(Point annotation records)
════════════════════

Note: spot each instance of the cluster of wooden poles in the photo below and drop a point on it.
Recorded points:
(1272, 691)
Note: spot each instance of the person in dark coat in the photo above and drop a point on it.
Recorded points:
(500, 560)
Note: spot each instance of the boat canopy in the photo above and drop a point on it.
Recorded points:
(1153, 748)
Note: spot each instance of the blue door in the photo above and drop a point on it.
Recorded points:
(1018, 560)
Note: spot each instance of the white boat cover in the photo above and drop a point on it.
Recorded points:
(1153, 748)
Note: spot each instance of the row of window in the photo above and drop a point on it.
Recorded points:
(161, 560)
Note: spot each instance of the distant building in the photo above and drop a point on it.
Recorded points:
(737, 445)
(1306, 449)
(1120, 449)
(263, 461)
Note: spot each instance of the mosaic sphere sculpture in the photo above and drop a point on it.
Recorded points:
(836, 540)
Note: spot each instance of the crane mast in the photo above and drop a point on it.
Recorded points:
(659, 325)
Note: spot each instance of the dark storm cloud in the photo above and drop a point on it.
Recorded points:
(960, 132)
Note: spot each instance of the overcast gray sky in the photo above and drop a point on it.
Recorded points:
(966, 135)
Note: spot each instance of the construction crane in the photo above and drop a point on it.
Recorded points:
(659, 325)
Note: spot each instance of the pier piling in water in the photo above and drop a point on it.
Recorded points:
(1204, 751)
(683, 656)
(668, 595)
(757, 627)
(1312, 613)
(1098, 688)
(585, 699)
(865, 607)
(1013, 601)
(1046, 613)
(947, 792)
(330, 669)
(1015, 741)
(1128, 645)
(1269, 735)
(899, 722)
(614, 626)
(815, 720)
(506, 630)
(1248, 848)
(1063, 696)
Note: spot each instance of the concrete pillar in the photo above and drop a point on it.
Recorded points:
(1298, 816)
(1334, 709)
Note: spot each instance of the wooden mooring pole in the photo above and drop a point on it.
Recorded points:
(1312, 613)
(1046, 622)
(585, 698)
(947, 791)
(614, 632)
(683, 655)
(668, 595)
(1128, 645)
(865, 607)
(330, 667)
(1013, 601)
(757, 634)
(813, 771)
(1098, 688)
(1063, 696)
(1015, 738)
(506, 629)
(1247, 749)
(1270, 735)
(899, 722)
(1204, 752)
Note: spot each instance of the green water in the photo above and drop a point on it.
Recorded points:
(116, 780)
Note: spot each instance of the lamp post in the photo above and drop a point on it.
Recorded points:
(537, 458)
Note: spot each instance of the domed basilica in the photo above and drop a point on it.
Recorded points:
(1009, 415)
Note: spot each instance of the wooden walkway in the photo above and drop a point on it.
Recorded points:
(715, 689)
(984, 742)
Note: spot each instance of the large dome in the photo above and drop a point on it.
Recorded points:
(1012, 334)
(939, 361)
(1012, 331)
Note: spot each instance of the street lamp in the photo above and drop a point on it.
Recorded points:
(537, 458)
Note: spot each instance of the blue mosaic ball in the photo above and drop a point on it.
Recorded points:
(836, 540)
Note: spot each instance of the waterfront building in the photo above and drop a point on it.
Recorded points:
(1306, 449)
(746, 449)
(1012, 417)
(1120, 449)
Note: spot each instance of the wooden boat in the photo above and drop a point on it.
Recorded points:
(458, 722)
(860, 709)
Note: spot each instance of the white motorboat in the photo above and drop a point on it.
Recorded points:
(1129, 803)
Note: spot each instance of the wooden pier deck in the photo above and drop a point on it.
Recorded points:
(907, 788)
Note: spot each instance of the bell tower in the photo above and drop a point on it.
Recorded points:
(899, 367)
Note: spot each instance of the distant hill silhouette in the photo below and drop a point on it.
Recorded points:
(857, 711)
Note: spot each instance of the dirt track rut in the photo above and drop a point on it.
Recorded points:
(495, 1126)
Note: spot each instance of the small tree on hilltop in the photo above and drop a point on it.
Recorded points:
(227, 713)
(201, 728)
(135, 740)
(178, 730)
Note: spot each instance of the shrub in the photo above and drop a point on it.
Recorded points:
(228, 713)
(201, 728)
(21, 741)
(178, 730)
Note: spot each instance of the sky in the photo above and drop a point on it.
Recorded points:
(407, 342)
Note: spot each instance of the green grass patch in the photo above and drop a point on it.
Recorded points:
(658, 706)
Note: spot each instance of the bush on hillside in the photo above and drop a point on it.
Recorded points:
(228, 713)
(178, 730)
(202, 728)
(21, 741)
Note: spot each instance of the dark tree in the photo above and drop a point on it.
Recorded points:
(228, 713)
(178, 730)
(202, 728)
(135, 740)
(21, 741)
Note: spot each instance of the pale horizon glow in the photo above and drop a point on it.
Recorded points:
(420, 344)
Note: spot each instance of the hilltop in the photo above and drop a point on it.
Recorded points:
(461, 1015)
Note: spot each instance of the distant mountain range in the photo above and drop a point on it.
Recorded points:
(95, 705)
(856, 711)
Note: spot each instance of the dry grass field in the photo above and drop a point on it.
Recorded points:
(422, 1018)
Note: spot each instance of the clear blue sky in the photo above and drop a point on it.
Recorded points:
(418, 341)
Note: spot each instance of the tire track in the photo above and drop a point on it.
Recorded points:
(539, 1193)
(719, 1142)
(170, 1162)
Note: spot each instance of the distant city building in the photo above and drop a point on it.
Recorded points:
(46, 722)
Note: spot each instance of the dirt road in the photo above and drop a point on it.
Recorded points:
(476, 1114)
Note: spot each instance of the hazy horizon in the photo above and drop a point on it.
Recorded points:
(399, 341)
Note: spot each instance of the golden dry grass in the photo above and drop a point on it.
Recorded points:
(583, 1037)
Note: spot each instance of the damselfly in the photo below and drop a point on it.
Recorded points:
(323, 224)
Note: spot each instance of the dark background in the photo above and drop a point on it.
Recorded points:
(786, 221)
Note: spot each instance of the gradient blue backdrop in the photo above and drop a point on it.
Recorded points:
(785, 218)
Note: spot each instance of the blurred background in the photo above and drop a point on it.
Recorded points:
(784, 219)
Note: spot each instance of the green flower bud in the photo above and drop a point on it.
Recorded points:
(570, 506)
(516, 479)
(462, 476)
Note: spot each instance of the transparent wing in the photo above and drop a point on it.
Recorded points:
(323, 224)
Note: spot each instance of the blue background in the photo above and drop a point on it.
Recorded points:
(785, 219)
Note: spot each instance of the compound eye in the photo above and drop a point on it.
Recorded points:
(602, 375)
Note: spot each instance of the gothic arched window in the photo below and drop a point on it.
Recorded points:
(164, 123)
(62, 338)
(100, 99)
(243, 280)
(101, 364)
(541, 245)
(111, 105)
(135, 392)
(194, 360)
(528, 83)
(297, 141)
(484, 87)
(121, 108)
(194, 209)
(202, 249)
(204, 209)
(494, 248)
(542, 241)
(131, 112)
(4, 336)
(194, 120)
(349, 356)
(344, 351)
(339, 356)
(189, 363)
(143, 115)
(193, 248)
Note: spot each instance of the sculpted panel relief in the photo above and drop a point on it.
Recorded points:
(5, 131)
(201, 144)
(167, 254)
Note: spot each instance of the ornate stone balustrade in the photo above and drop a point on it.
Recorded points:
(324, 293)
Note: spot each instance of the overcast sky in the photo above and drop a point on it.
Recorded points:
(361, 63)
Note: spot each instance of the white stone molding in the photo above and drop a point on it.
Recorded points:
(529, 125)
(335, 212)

════════════════════

■ **Directions for this task**: Copy the records from the start through the line that holds "(1018, 560)", both ends included. In that stretch, replace "drop a point on it" with "mark it with a point" and leave everything else unchanged.

■ **Solution**:
Note: spot each instance of the cluster of wooden poles in the photo below and mark it with a point.
Recorded points:
(1272, 691)
Note: spot each instance of the person in dark coat in the photo above and mark it with a point.
Recorded points:
(500, 560)
Note: spot each instance of the boat canopy in the photo above and mark it with a point.
Recorded points:
(1153, 748)
Note: spot each instance of the blue door in the photo above and mark it with a point.
Recorded points:
(1018, 560)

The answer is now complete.